**PROBLEM**
Each record that follows should be repeated exactly, minus any images.

**MATERIAL PROVIDED**
━━━━━━

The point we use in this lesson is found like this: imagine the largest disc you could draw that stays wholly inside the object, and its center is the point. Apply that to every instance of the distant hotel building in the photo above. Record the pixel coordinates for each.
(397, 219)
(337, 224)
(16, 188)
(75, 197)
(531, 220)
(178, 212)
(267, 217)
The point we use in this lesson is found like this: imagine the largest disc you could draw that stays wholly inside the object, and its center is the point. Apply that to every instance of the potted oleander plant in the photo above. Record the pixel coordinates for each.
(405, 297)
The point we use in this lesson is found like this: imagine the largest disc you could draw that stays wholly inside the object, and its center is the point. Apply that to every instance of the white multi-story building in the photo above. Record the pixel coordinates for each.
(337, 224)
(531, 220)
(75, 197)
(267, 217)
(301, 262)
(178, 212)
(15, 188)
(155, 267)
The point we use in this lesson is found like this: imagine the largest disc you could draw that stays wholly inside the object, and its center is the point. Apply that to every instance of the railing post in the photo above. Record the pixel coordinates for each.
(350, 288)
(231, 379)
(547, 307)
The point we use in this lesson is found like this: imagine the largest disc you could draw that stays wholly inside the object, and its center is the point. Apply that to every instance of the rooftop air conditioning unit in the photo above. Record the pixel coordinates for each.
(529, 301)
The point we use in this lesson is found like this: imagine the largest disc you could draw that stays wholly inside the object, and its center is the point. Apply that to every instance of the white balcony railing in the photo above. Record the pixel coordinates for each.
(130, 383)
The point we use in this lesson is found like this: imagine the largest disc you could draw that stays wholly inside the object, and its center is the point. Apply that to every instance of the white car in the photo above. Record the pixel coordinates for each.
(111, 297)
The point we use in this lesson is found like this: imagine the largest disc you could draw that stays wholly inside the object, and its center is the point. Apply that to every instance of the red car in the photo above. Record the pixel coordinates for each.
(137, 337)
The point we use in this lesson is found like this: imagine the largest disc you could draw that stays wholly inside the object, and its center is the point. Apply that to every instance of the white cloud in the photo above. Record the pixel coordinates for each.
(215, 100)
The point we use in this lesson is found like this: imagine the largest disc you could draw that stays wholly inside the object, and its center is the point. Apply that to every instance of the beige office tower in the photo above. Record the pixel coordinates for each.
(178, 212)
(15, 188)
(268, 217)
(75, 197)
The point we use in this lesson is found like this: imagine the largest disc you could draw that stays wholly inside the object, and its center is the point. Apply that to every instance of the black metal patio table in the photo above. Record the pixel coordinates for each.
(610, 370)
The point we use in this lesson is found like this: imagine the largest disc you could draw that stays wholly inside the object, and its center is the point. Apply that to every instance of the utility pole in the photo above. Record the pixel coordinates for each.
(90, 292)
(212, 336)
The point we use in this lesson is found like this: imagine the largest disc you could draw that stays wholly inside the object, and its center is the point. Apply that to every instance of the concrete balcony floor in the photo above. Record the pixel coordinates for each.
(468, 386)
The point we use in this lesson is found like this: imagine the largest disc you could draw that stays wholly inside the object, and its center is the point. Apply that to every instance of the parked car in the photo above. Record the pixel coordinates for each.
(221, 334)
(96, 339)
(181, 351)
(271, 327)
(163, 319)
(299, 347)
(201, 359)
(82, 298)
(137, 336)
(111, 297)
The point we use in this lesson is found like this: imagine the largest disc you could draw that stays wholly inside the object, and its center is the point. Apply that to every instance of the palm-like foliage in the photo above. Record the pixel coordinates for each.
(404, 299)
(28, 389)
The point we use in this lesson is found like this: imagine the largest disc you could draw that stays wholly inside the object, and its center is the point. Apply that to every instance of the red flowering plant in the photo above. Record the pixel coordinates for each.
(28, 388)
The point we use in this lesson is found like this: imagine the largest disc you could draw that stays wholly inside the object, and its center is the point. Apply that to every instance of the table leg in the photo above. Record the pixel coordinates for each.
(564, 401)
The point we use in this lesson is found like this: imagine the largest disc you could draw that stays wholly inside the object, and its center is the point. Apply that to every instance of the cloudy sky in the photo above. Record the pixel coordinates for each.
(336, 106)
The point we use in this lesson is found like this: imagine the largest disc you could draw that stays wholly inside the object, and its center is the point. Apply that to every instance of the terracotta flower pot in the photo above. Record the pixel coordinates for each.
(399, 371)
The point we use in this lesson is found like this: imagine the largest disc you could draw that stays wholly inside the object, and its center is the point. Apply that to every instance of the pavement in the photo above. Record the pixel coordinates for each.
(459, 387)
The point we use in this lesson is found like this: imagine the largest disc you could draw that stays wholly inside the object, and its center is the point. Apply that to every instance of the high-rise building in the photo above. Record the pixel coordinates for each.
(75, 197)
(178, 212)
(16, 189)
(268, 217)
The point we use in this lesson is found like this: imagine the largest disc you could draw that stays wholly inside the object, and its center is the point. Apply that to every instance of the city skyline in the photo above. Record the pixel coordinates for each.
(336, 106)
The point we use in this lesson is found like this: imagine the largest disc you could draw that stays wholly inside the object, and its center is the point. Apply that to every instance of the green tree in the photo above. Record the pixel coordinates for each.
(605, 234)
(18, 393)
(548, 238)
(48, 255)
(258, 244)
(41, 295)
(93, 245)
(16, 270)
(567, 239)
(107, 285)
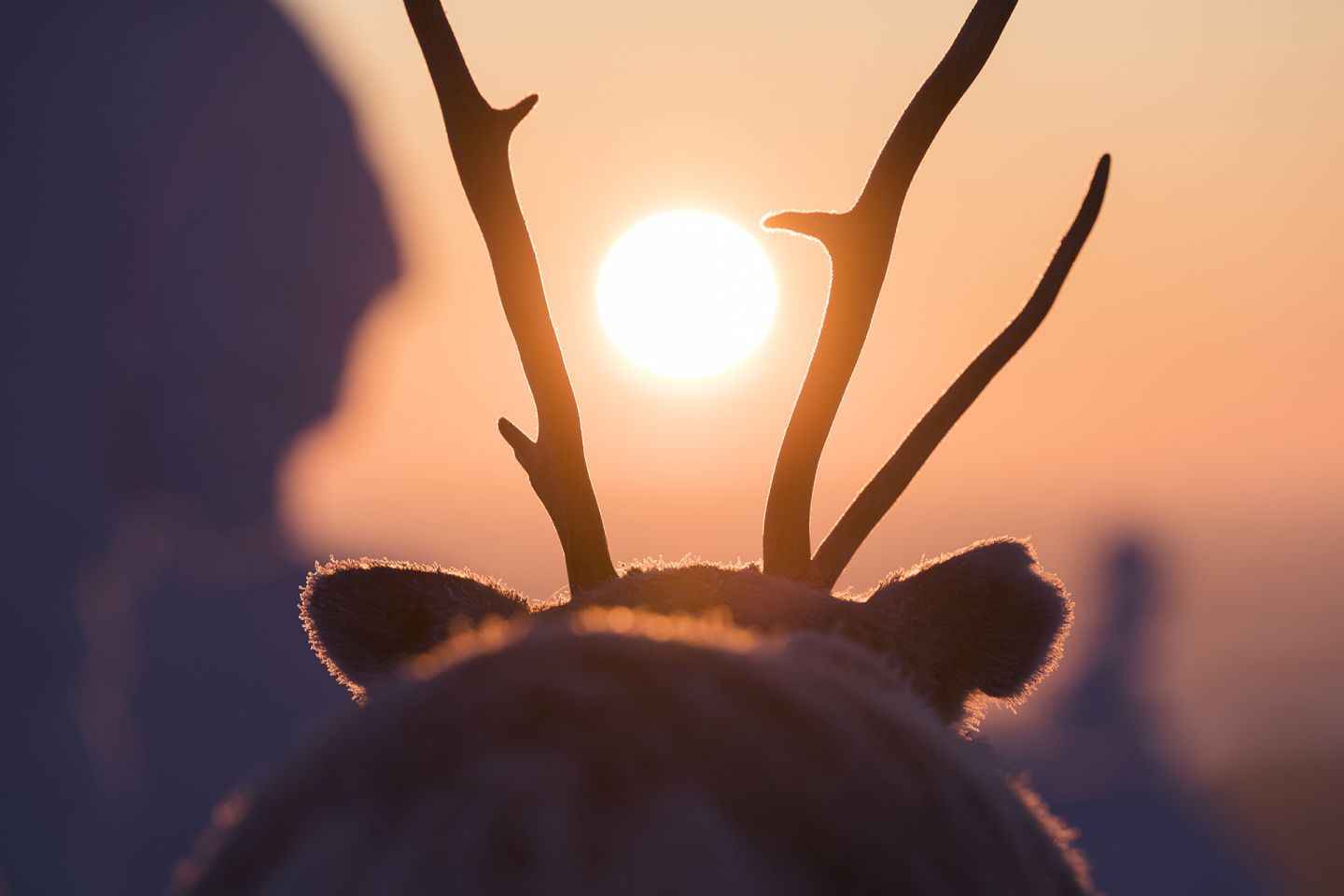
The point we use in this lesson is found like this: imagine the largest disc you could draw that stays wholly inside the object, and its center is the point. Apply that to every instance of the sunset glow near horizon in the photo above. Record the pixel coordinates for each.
(687, 293)
(1209, 296)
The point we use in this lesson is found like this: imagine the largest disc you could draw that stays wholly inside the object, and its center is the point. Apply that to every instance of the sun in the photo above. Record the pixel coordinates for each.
(687, 293)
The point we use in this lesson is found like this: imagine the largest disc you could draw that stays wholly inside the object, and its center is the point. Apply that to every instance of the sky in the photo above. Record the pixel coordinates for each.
(1185, 385)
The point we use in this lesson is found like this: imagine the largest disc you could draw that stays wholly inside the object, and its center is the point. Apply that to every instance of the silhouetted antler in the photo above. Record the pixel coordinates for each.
(891, 480)
(479, 136)
(859, 244)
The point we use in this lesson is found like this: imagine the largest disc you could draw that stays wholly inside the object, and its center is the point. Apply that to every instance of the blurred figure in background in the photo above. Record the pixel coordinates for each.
(1096, 763)
(191, 237)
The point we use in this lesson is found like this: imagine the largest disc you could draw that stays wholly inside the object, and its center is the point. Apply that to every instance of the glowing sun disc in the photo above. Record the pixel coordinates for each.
(686, 293)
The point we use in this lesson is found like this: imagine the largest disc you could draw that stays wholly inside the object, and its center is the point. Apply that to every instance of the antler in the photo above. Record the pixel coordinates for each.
(895, 474)
(859, 244)
(479, 136)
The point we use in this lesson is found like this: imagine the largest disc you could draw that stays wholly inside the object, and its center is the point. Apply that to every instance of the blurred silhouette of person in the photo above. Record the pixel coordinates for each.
(191, 237)
(1096, 764)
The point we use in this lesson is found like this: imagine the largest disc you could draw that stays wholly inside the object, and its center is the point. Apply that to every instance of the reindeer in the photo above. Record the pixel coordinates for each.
(683, 727)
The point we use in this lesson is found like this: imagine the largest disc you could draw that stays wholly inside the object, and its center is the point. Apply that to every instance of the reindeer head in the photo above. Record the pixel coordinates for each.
(582, 713)
(984, 620)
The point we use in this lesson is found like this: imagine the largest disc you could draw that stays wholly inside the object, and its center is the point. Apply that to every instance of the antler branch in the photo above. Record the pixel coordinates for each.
(859, 244)
(479, 136)
(891, 480)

━━━━━━

**THE RESPONSE**
The point we use in this lesson is found like this: imagine the largest disc you could draw that stays wholly inside the object, and its center is the point. Apply that to every instance of the distant hotel building in the photo above. Record the pixel coordinates for each.
(397, 219)
(337, 224)
(16, 188)
(75, 197)
(531, 220)
(178, 212)
(267, 217)
The point we use in this lesson is found like this: imagine the largest disc you could draw that stays wholly inside the object, and its center is the point. Apply that to every instance of the potted oleander plant in the photo above. Record the pixel coordinates for each.
(405, 297)
The point we use in this lesson is found like this: imagine the largest disc you could draw that stays wholly inside the object, and its center is the point. Apply that to every instance of the white multi-story building in the photo above. Record the pixel coordinates for each.
(337, 224)
(531, 220)
(75, 197)
(267, 217)
(301, 262)
(178, 212)
(15, 188)
(155, 267)
The point we use in this lesson is found like this: imagine the largest disc you could draw that stays wholly inside the object, and its center is the point. Apply that to every instance of the railing post in the photo above. Record the pixel coordinates for each.
(350, 288)
(231, 379)
(547, 307)
The point we use in this lesson is found like this: imagine the largest disc you could draw that stays wholly inside the object, and its center is the point. Apply that to every instance of the rooftop air conditioning unit in the photo above. Record the pixel coordinates for each.
(529, 301)
The point we use in this lesson is found like this: imagine the largest disc you could draw that stays wholly inside the object, and its center is the point. Apply that to every instance of the white balcony railing in the photo above. Record the pixel coordinates for each.
(130, 383)
The point we use in this lesson is found like this: imagine the largest disc you could draw that stays wholly inside the object, and its center is the point. Apply that to every instance of the white car in the photo above. Record the pixel coordinates for each.
(111, 297)
The point we use in this lesson is found like this: imagine the largest disc you could draw that stays wholly inside the object, and its center is the point. Apply that to every instance of the red car in the photo above. Record the pixel coordinates for each.
(137, 337)
The point we use in this lesson is found like this: imagine the largest disc you could draw that stays wholly inside the object, and its center is the point. Apply that to every instance of the white cloud in the photo above. Record the pixel coordinates for each.
(215, 100)
The point we use in this lesson is found like this: imagine the largest disc you could draw that stays wholly inside the object, and its center is the point. Apply that to every instance of the beige office tower in the photo above. Record the pixel coordinates for each.
(178, 212)
(15, 188)
(268, 217)
(75, 197)
The point we use in this lesson is found like this: imagine the largest disc you could draw that stays wholly inside the object, and its center is the point. Apply that to every instance of the black metal patio table in the photo above. Record the pixel coordinates for each.
(610, 370)
The point we use in this lesson is found like this: imagine the largest disc you could draw that stays wholly inside the object, and its center is the point. Apply that to every instance of the utility pole in the photo above. Record the pixel coordinates for each.
(90, 292)
(212, 336)
The point we use in this lesson is found like this: imagine the largest disc you could draw that stays wholly inside the object, and its center is the point. Apply that to every instance of the concrete balcony floor in the photo above. Record the pixel coordinates for each.
(468, 386)
The point we use in this lesson is found like this: imagine the largest disc you could draw that stays wholly inside the object, and its center is the point. Apply that to every instance of the parked car in the photo above. Record the pixel coordinates for each.
(221, 334)
(96, 339)
(181, 351)
(271, 327)
(163, 319)
(299, 347)
(201, 359)
(82, 298)
(137, 336)
(111, 297)
The point we use in this lesson is found like this: imagine the largest disc you could draw that stays wholly inside the object, and its center is the point. Apply that to every instance of the palm-like foliage in the photo above. Record the pixel coordinates for each.
(404, 299)
(28, 389)
The point we use in this lesson is found like this: imagine the largest disc you could draw that stays wholly inside the object, and its center is the point. Apply that to every instance of the red flowering plant in the photo above. Record the pixel coordinates for each.
(28, 388)
The point we use in this lesson is found like this: imagine the largest disc you could draw that stays wholly inside the object, and its center is the point. Apply that to every instance of the table leg in the photo above. Record the pixel coordinates for each.
(564, 401)
The point we use in this lesson is found like this: imagine the largest disc you could draw that stays wholly inside the object, and its center is the point. Apply that to every instance of the cloudy sky in the photo above. Record the pixel coordinates for each.
(336, 106)
The point we use in this lesson is found like this: imagine the largest disc you could draw that stays wholly inside the object, and its center is the point. Apply that to every instance of the terracotta flower pot in the photo above. Record the pixel coordinates for each.
(399, 371)
The point we use in this lesson is found like this: imagine the largest disc you could draw that stays wholly inside the object, and its center is the point. Apply that to every instance of the pavement in the photo above. Record the pixel coordinates for each.
(459, 387)
The point we use in this lesson is found like this: imagine the largest disc you could draw that stays wholly inside the object, and its center is the point. Apply that to every instance of the high-rise building in the photo above. Record the pixel coordinates for each.
(75, 197)
(178, 212)
(16, 189)
(268, 217)
The point we use in this lesson is found like this: imagine the largest disc you could draw that stays wholly inside the object, and its center is the point. Apply that to every instance of the city skyline in the photo above. Record the pixel coordinates for each.
(336, 106)
The point we use in this lesson is found like this: imagine the largest disc you could draw that stays wholly inside the object, and its center is the point. Apply that to every instance of the green tree in the photo above. Record the pixel coordinates for each.
(605, 234)
(18, 393)
(548, 238)
(48, 255)
(258, 244)
(41, 295)
(93, 245)
(16, 270)
(567, 239)
(107, 285)
The point we use in this lesson is found like this: imagine the largest disc you could draw that stays wholly inside the object, and its center is the point. Apply that to every instance of the sunset glow near horizon in the photo above. Record the pixel coordinates for each.
(687, 293)
(1209, 296)
The point we use in this lesson is found like this: imagine the largest disc you could draw that stays wholly inside the object, and its center is the point. Apply that to every instance of the sun in the photo above. Record the pixel coordinates for each.
(687, 293)
The point we use in this lesson is found like this: imagine the largest disc you could draw that stays wholly inside the object, and its center is the point. Apply that to every instance of the sky in the photo above. Record the pixel coordinates for each.
(1185, 385)
The point we use in this lesson is found like this: imagine the largest disc you could draw that stays wholly inside the object, and its center is the point. Apply that to every instance of the silhouetted antler in the photo above. Record the pixel coordinates for each.
(891, 480)
(479, 136)
(859, 244)
The point we use in this lesson is found like this: imagine the largest disc you could draw that stays wholly inside the object, and its center is the point. Apply that to every instance of the blurred figure in background in the photo above. Record the pixel coordinates for each.
(1096, 763)
(191, 237)
The point we use in this lesson is found like this: imagine the largest disc you could draw that stays wholly inside the object, and its center is the point. Apply that to every instance of the glowing sun disc in the photo above. Record the pixel coordinates for each.
(686, 293)
The point we use in this lesson is found like this: imagine the largest disc you could draw that stays wholly inside the object, and its center is the point. Apply that to every instance of the antler in the photo above. Record the pixel coordinates for each.
(895, 474)
(859, 244)
(479, 136)
The point we use in this lesson is found like this: imagine the largest disc you could draw that stays wholly inside the object, and its center is the point. Apply that to every instance of the blurred silhouette of person in the photo above. Record the pixel coordinates for each.
(191, 237)
(1096, 764)
The point we use in this lesson is found like this: imagine the largest disc you could draw that stays wholly inside the object, and its center is the point. Apply that to every instance of the reindeer in the photo above. Record the pixel coordinates for each.
(683, 727)
The point we use in this lesson is found like this: imagine the largest disc you could draw that stays wholly inside the object, and its center is the point. Apply that to every instance of the reindeer head in the photo above. Record the pixel coordinates for each.
(582, 713)
(984, 620)
The point we use in this lesson is found like this: imagine the largest disc you could draw that stays wholly inside the object, and its center is the point. Apply that to every instance of the antler branch in the photo above. Record the pixel coordinates for each.
(859, 244)
(479, 136)
(891, 480)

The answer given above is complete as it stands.